◆ WORK TO COMPLETE ◆
Starting from the line that contains "One keypoint belongs to every instance. Tag the curly", reproduce each line exactly through the end of the material, and include no other lines.

— Start of PROVIDED MATERIAL —

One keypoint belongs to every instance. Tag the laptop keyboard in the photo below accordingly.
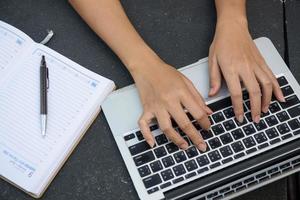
(228, 141)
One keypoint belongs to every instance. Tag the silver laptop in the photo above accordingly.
(240, 157)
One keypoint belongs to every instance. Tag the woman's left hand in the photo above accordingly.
(234, 55)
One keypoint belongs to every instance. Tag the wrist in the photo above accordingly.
(143, 59)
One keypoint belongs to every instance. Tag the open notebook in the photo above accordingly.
(28, 160)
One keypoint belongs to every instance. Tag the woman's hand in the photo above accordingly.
(234, 55)
(165, 93)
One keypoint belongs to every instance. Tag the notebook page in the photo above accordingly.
(27, 157)
(13, 43)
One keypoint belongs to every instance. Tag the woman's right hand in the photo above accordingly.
(165, 93)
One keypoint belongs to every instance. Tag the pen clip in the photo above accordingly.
(47, 75)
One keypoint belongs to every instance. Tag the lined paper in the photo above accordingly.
(22, 146)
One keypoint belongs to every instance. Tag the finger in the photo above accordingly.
(215, 75)
(199, 99)
(266, 86)
(275, 86)
(252, 86)
(164, 121)
(144, 122)
(196, 111)
(186, 126)
(234, 87)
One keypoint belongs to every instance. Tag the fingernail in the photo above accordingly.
(202, 147)
(241, 118)
(265, 109)
(151, 143)
(257, 119)
(282, 99)
(183, 146)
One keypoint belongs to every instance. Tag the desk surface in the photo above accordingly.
(179, 31)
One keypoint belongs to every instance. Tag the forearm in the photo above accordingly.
(108, 19)
(231, 11)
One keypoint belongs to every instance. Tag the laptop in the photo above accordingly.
(240, 157)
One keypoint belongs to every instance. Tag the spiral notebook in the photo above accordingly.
(28, 160)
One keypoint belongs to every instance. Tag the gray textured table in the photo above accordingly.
(179, 31)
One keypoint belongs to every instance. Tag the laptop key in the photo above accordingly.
(218, 129)
(241, 123)
(226, 151)
(214, 156)
(237, 146)
(160, 152)
(168, 161)
(218, 117)
(283, 128)
(237, 134)
(161, 139)
(129, 137)
(214, 143)
(287, 136)
(239, 155)
(191, 165)
(294, 111)
(144, 171)
(167, 174)
(156, 166)
(206, 134)
(272, 133)
(274, 141)
(260, 137)
(264, 145)
(252, 150)
(139, 135)
(167, 184)
(219, 105)
(191, 152)
(139, 148)
(249, 142)
(261, 125)
(171, 147)
(249, 129)
(152, 180)
(227, 160)
(282, 116)
(202, 170)
(228, 112)
(190, 175)
(202, 160)
(294, 124)
(282, 81)
(226, 138)
(144, 158)
(274, 107)
(229, 125)
(287, 90)
(179, 156)
(177, 180)
(179, 170)
(248, 116)
(271, 120)
(152, 190)
(214, 165)
(290, 101)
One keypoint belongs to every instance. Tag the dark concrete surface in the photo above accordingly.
(179, 31)
(292, 8)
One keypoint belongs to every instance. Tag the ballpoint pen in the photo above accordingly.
(44, 84)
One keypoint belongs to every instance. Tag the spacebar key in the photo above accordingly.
(218, 105)
(152, 180)
(139, 148)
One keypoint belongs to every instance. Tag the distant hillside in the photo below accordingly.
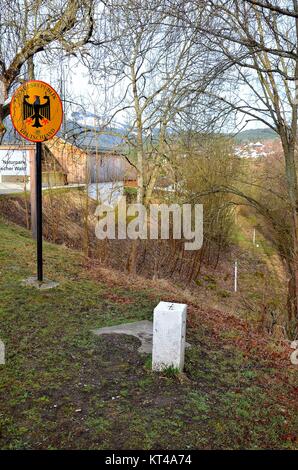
(255, 135)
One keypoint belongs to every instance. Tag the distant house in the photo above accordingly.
(89, 165)
(82, 157)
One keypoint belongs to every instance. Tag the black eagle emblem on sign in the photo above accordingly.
(37, 113)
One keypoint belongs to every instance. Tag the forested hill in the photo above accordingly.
(255, 135)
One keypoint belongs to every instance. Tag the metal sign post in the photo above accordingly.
(38, 201)
(36, 113)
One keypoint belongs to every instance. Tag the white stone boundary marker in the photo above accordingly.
(169, 329)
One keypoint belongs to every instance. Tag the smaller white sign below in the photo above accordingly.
(14, 162)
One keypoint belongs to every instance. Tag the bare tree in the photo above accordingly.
(32, 26)
(154, 72)
(260, 41)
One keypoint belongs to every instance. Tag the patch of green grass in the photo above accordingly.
(55, 367)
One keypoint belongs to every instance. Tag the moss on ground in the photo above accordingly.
(62, 387)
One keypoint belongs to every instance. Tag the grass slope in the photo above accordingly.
(62, 387)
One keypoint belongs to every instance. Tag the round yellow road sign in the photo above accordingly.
(36, 111)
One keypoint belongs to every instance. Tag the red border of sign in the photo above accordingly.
(10, 105)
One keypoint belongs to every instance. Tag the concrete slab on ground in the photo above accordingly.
(143, 330)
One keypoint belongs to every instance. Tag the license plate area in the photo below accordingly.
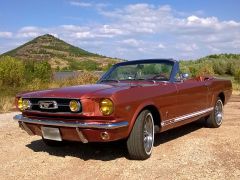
(51, 133)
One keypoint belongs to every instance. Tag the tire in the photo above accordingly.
(140, 142)
(52, 143)
(216, 117)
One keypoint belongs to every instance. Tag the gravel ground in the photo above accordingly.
(188, 152)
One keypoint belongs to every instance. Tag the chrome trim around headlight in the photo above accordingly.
(116, 125)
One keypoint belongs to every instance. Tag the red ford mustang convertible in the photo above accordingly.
(132, 101)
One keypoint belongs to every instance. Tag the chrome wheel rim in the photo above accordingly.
(219, 112)
(148, 133)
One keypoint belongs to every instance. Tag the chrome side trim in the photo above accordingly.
(116, 125)
(184, 117)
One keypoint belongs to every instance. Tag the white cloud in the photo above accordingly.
(6, 34)
(132, 42)
(145, 31)
(161, 46)
(81, 4)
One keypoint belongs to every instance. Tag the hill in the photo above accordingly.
(60, 55)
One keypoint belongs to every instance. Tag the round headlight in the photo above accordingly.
(74, 106)
(106, 107)
(26, 104)
(20, 103)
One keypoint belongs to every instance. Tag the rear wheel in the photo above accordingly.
(216, 118)
(141, 139)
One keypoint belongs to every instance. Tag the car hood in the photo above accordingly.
(81, 91)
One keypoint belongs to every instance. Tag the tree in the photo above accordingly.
(11, 71)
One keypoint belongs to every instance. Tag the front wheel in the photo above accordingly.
(216, 117)
(141, 139)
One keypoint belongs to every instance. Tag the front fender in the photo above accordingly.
(137, 112)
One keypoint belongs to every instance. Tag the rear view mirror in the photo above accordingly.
(184, 76)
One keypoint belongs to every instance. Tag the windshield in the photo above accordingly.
(146, 71)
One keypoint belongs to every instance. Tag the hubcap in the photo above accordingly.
(219, 112)
(148, 133)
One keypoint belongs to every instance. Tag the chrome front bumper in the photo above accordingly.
(21, 118)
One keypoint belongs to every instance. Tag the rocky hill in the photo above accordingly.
(61, 55)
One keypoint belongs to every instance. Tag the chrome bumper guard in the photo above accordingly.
(21, 118)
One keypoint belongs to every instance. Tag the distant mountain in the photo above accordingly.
(61, 55)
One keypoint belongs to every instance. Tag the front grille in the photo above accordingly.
(62, 105)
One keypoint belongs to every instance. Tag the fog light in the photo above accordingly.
(106, 107)
(26, 104)
(105, 135)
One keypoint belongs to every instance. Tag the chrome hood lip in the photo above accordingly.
(81, 91)
(84, 91)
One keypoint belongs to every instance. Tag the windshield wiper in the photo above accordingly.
(110, 80)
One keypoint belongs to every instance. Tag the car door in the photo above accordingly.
(192, 96)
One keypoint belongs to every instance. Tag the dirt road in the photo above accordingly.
(188, 152)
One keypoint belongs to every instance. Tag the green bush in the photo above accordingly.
(237, 76)
(11, 71)
(15, 73)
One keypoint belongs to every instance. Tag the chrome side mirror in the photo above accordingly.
(184, 76)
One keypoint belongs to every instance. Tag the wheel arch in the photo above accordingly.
(146, 106)
(221, 95)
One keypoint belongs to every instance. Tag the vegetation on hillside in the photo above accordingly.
(27, 75)
(60, 55)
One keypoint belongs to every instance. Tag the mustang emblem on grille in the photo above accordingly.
(48, 104)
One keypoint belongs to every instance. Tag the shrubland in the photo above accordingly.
(29, 75)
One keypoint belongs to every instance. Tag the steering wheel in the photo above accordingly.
(160, 76)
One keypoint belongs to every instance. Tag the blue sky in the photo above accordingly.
(127, 29)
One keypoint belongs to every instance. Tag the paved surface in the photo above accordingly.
(188, 152)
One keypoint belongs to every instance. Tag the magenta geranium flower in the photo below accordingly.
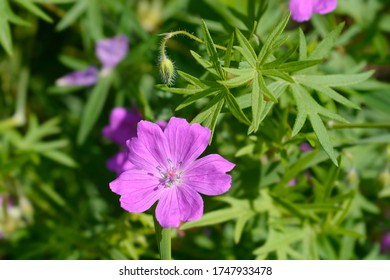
(302, 10)
(122, 125)
(85, 77)
(111, 51)
(166, 169)
(119, 163)
(385, 243)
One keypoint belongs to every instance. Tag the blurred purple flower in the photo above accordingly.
(122, 125)
(292, 182)
(385, 243)
(305, 147)
(162, 124)
(111, 51)
(302, 10)
(167, 170)
(119, 163)
(84, 77)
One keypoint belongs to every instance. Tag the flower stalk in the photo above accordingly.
(333, 125)
(163, 240)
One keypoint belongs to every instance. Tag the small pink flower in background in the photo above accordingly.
(292, 182)
(385, 243)
(122, 125)
(302, 10)
(305, 147)
(111, 51)
(167, 170)
(85, 77)
(162, 124)
(119, 163)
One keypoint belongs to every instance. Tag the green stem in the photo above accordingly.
(185, 33)
(163, 240)
(358, 125)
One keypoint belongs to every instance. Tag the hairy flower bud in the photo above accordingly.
(167, 70)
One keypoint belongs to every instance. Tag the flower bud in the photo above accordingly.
(167, 70)
(384, 178)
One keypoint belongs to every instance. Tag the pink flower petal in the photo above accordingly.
(186, 142)
(111, 51)
(149, 150)
(139, 190)
(84, 77)
(207, 175)
(178, 204)
(301, 10)
(119, 163)
(122, 125)
(324, 6)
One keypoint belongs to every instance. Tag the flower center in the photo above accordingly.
(170, 175)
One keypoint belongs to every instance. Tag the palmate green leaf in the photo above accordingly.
(199, 95)
(226, 14)
(54, 1)
(93, 107)
(34, 9)
(323, 191)
(189, 90)
(300, 165)
(338, 80)
(94, 19)
(275, 73)
(335, 96)
(268, 46)
(191, 79)
(215, 217)
(302, 45)
(73, 14)
(295, 66)
(264, 89)
(240, 225)
(307, 107)
(59, 157)
(5, 32)
(205, 63)
(235, 108)
(257, 104)
(277, 88)
(228, 53)
(326, 45)
(323, 136)
(246, 49)
(211, 50)
(240, 80)
(279, 241)
(294, 209)
(209, 115)
(301, 107)
(280, 60)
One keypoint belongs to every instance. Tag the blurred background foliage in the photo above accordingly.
(285, 202)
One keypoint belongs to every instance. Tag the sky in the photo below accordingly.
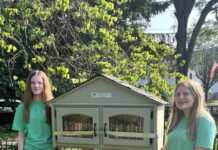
(164, 22)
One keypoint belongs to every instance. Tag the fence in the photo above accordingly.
(12, 145)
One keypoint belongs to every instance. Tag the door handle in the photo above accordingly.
(105, 129)
(95, 129)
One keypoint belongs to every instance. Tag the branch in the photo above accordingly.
(199, 24)
(25, 54)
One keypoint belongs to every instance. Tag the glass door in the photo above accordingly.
(126, 126)
(77, 125)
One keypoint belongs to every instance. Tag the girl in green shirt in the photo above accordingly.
(32, 118)
(191, 127)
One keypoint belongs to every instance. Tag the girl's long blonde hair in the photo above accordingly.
(197, 109)
(46, 95)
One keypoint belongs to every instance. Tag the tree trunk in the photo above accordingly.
(184, 47)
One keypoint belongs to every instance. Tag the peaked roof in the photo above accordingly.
(135, 89)
(122, 83)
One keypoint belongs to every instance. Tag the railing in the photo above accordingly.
(12, 145)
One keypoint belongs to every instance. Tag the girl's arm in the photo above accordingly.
(21, 138)
(164, 147)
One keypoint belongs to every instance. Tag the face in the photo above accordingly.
(37, 85)
(184, 99)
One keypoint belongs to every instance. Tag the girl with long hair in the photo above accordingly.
(33, 117)
(191, 127)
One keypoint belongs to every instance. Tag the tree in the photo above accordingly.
(75, 40)
(202, 64)
(205, 55)
(184, 46)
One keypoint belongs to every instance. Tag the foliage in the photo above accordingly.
(73, 41)
(205, 55)
(186, 46)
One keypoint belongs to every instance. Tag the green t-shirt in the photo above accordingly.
(37, 131)
(206, 131)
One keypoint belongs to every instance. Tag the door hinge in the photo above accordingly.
(152, 114)
(151, 141)
(55, 113)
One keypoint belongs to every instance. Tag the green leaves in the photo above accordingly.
(74, 40)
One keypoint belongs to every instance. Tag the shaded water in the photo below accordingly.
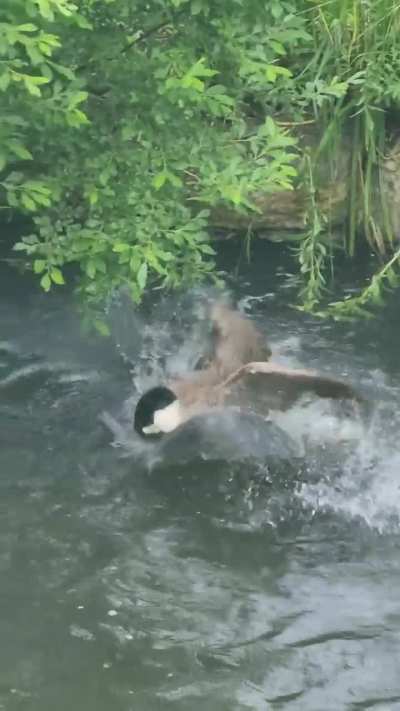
(201, 586)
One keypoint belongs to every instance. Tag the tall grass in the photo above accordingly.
(355, 64)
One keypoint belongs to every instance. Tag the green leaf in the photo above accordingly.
(142, 276)
(121, 247)
(19, 150)
(28, 202)
(39, 265)
(57, 275)
(45, 282)
(159, 180)
(27, 27)
(5, 79)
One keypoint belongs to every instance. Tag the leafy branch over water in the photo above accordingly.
(124, 124)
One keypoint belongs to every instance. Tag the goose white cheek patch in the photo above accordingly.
(165, 420)
(169, 418)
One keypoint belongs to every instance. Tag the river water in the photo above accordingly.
(204, 584)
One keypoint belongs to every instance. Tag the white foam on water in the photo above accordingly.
(364, 484)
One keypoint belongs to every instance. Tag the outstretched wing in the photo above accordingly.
(278, 387)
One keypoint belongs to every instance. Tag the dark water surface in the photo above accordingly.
(205, 585)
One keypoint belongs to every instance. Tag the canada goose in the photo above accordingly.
(231, 377)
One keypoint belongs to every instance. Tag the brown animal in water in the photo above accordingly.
(238, 373)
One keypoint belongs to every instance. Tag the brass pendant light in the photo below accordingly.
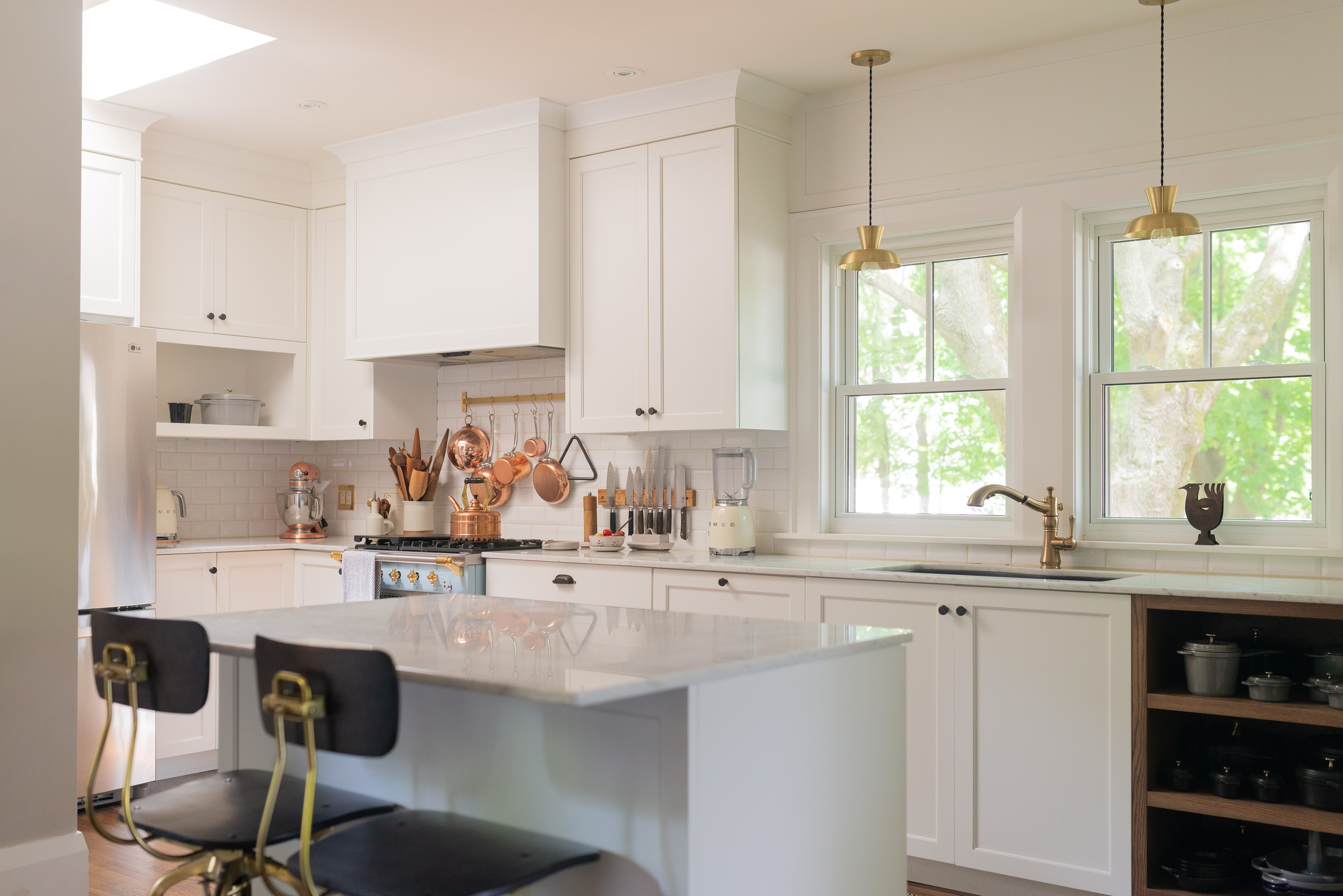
(1164, 223)
(871, 257)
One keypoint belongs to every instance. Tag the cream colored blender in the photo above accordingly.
(731, 522)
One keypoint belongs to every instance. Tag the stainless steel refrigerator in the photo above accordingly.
(117, 501)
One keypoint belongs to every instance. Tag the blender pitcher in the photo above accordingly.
(731, 522)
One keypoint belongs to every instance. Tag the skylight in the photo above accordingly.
(131, 44)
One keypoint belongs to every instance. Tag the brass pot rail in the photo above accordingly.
(504, 400)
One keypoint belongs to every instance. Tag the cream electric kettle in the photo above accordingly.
(173, 506)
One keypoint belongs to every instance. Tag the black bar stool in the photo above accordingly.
(347, 701)
(164, 666)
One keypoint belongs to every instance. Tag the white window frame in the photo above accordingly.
(918, 249)
(1255, 210)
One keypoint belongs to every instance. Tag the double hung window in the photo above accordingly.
(1211, 369)
(922, 408)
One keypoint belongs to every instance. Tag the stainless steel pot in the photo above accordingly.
(1212, 667)
(1268, 687)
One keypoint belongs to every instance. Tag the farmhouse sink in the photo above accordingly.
(1001, 572)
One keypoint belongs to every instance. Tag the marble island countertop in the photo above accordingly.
(1305, 591)
(550, 652)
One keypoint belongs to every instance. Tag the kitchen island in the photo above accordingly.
(703, 754)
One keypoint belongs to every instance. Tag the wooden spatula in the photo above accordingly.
(420, 483)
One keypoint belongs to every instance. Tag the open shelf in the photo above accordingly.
(1286, 815)
(218, 431)
(1299, 711)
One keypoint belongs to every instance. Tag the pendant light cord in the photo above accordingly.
(869, 144)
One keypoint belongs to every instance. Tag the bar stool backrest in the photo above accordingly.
(176, 658)
(359, 689)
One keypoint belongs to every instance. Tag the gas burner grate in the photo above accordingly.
(444, 544)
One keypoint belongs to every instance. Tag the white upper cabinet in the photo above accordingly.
(356, 399)
(702, 221)
(109, 238)
(456, 234)
(261, 269)
(223, 265)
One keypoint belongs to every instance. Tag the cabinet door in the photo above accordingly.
(186, 587)
(1043, 736)
(109, 237)
(176, 257)
(342, 392)
(609, 289)
(930, 697)
(256, 580)
(694, 282)
(316, 579)
(261, 269)
(763, 597)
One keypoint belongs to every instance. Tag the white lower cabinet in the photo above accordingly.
(187, 744)
(765, 597)
(256, 580)
(1019, 725)
(570, 583)
(316, 579)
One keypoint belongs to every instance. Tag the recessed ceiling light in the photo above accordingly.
(131, 44)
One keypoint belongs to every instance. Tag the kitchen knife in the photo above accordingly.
(637, 514)
(679, 502)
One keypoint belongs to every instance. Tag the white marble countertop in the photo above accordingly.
(1305, 591)
(256, 544)
(550, 652)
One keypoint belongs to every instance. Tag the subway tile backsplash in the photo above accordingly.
(230, 486)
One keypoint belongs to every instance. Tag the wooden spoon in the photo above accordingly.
(420, 483)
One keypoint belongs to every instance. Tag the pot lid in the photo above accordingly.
(1268, 678)
(1212, 646)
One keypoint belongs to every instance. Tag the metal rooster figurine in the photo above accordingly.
(1204, 514)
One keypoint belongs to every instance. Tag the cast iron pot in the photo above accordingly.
(1321, 784)
(1268, 785)
(1227, 782)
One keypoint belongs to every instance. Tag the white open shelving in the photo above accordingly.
(194, 364)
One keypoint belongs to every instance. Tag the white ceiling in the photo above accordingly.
(394, 64)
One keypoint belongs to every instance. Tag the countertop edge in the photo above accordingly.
(603, 697)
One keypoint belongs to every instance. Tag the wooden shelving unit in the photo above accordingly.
(1168, 719)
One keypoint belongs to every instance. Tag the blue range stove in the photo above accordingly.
(434, 564)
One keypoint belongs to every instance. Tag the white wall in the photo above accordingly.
(1039, 139)
(41, 851)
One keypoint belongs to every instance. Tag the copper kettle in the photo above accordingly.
(475, 522)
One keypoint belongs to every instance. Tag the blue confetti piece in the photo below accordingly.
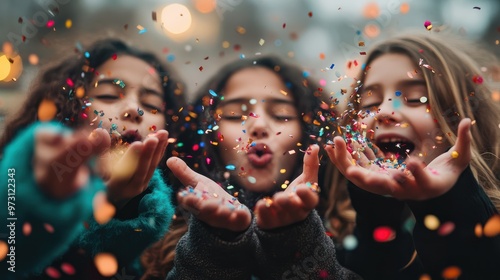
(170, 58)
(230, 167)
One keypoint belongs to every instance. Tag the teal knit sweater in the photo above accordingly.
(58, 224)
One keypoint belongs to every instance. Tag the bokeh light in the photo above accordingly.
(176, 18)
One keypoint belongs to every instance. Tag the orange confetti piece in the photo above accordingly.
(492, 227)
(46, 110)
(103, 210)
(106, 264)
(451, 272)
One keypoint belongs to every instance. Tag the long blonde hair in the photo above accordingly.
(456, 89)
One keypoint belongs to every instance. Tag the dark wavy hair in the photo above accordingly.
(52, 84)
(308, 99)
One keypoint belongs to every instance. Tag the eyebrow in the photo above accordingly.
(113, 81)
(402, 84)
(246, 100)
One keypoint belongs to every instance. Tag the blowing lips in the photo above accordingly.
(259, 155)
(395, 146)
(128, 137)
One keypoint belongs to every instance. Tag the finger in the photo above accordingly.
(311, 164)
(140, 177)
(186, 175)
(461, 150)
(343, 157)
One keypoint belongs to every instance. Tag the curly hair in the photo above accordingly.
(58, 83)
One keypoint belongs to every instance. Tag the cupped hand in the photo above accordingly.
(297, 201)
(415, 182)
(208, 201)
(127, 170)
(60, 161)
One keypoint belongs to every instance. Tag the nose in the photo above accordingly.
(131, 110)
(258, 126)
(387, 113)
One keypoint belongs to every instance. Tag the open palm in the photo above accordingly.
(417, 181)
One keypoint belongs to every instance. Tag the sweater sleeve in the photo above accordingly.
(203, 254)
(461, 212)
(127, 238)
(299, 251)
(39, 228)
(390, 220)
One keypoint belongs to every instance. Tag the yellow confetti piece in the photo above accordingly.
(80, 92)
(33, 59)
(431, 222)
(106, 264)
(492, 227)
(4, 249)
(47, 110)
(103, 210)
(451, 272)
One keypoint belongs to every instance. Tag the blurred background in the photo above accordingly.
(326, 38)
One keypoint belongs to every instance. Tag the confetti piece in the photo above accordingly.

— End of PROVIDED MATERIAL —

◆ RESULT FOR THIS TASK ◆
One keypoint belongs to every instance. Tag the curly hair in the photo above accordingly.
(58, 83)
One keypoint belongs to every instance. Tag the cupped hand in the photo above accordingly.
(297, 201)
(415, 182)
(208, 201)
(127, 170)
(60, 161)
One keypoint belongs to every instance. Tag the nose in the photo above accordingly.
(131, 110)
(258, 126)
(387, 113)
One keypoint belongs to every instance. Tag the open palm in the photo above accordingly.
(417, 181)
One keypoint belongs to every instance. Tag the sweater sleeve in the photo above accordingly.
(203, 254)
(461, 212)
(127, 238)
(299, 251)
(39, 228)
(390, 220)
One keypoint belongs to every instance. Tag the yellow confetti piece in the photo above accordingly.
(80, 92)
(33, 59)
(431, 222)
(106, 264)
(492, 227)
(4, 249)
(47, 110)
(103, 210)
(451, 272)
One keypoint belongs to every instance. Tag the blurred background in the photo above accordingly.
(326, 38)
One keypoint belongs to every instance. Tag the confetti piece in the photo above accordingly.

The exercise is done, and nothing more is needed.